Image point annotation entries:
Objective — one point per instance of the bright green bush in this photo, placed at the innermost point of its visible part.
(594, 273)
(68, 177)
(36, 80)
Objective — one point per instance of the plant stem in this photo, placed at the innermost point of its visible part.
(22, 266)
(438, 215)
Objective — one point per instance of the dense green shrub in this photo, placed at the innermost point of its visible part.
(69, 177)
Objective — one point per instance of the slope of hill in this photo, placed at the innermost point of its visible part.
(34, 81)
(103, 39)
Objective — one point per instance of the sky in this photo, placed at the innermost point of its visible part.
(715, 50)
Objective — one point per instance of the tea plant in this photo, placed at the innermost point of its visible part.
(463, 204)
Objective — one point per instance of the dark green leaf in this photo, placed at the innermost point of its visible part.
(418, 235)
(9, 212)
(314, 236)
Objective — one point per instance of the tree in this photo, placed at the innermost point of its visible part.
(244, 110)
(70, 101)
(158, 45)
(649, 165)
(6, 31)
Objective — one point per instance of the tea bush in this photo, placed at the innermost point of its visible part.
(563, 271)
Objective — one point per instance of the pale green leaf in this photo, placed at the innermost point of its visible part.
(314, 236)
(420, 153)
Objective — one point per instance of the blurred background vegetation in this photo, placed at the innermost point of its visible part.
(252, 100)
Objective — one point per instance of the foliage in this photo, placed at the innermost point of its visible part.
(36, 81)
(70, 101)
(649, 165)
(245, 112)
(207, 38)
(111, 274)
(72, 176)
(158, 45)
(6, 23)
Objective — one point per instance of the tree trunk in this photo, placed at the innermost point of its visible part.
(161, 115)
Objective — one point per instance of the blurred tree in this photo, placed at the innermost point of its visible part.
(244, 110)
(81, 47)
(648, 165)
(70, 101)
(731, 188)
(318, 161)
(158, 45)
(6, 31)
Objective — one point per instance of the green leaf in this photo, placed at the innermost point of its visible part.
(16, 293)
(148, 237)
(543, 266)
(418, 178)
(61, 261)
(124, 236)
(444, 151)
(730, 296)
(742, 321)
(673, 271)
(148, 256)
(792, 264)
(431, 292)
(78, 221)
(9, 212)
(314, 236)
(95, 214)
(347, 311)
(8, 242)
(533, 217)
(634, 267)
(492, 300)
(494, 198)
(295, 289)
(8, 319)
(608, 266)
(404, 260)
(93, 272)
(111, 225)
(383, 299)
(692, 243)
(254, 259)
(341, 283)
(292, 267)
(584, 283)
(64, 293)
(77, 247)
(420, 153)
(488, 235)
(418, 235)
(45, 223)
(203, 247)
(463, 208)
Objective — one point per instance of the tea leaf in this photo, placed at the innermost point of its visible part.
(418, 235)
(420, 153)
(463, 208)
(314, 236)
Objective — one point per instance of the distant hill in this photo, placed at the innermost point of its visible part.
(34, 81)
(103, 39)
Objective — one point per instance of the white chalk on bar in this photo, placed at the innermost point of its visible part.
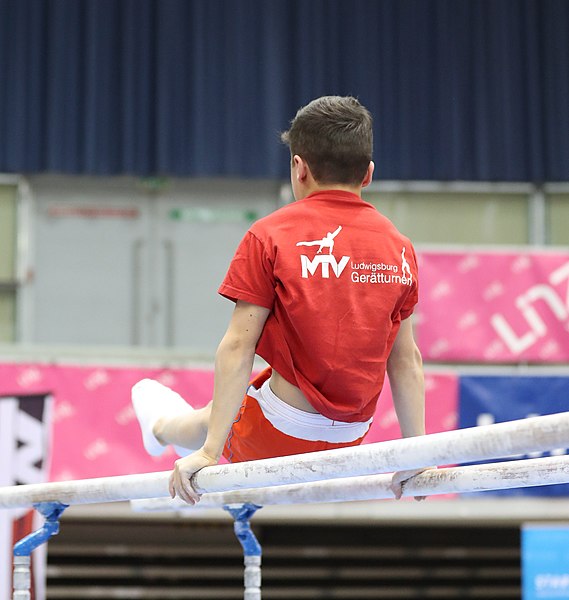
(453, 480)
(486, 442)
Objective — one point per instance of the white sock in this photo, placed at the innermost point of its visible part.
(152, 400)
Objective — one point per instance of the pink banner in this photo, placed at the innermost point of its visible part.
(494, 307)
(95, 433)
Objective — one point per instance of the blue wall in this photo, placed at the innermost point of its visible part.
(461, 89)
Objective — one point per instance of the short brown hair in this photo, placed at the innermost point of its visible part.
(334, 135)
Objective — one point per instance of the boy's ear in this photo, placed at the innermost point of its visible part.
(301, 168)
(369, 174)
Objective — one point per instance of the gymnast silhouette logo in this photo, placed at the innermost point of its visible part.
(405, 270)
(325, 261)
(326, 242)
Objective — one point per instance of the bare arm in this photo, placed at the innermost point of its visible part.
(233, 365)
(405, 370)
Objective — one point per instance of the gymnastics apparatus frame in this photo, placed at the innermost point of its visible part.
(355, 473)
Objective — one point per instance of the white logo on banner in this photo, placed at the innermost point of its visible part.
(526, 304)
(22, 447)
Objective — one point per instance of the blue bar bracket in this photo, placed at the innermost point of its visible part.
(51, 511)
(242, 514)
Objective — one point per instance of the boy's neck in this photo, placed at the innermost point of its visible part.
(324, 187)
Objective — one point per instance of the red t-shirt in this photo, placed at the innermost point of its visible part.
(338, 278)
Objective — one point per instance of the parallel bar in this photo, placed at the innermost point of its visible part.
(457, 480)
(513, 438)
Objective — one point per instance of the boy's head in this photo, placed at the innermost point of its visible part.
(333, 135)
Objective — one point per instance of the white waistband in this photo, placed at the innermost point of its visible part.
(304, 425)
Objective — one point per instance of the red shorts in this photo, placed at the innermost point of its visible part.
(253, 437)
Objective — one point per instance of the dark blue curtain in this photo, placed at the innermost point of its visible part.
(460, 89)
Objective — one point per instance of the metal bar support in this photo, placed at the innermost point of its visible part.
(252, 551)
(22, 580)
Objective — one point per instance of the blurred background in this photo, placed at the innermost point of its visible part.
(139, 139)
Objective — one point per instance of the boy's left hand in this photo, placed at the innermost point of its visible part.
(180, 483)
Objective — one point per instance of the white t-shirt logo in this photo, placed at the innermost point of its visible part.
(324, 260)
(405, 270)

TASK DETAILS →
Starting at the line that contains "Objective — one point per instance of the boy's head" and going through the end of the entries, copy every line back out, requests included, with 97 added to each x and y coordinate in the answers.

FULL RESPONSE →
Objective — one point per instance of the boy's head in this photo, placed at the innermost point of its visible part.
(430, 232)
Objective — one point per instance of the white waistband in this photo, placed at the innermost point of its visible part.
(401, 522)
Objective — one point per instance of the red shorts in this photo, placed at the innermost point of its visible part.
(350, 534)
Objective — one point per instance of the dark blue curtain in this photo, placed at the innermost point of its visible part.
(557, 186)
Objective — one point per instance of the metal bar support in this photo, placed at the innermost point of its visible part.
(349, 648)
(119, 677)
Objective — one point per instance of the blurred background in this photo, placed at the innermost point of its visible part.
(236, 236)
Objective — one point per instance of the boy's left hand in this photo, placed at the innermost point of its visible part.
(277, 580)
Objective — one point per instance of the white t-shirt logo in this photo, placed at the innermost point of its visible part.
(421, 357)
(502, 367)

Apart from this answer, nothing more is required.